:: EXERCISE GOAL ::
Reproduce the rows below, substituting "wing mirror" for every "car side mirror" and leaving everything else untouched. Omit the pictures.

:: EXTRACTED RECORDS ::

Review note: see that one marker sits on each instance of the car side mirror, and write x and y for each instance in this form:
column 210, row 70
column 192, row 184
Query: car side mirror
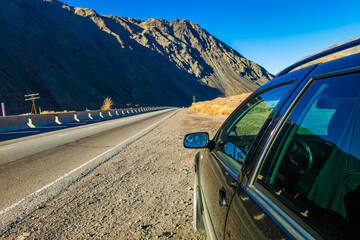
column 196, row 140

:: THE ANSWER ::
Review note: see that one marker sits on each instance of the wing mirror, and write x and y for each instance in this form:
column 210, row 70
column 192, row 184
Query: wing mirror
column 196, row 140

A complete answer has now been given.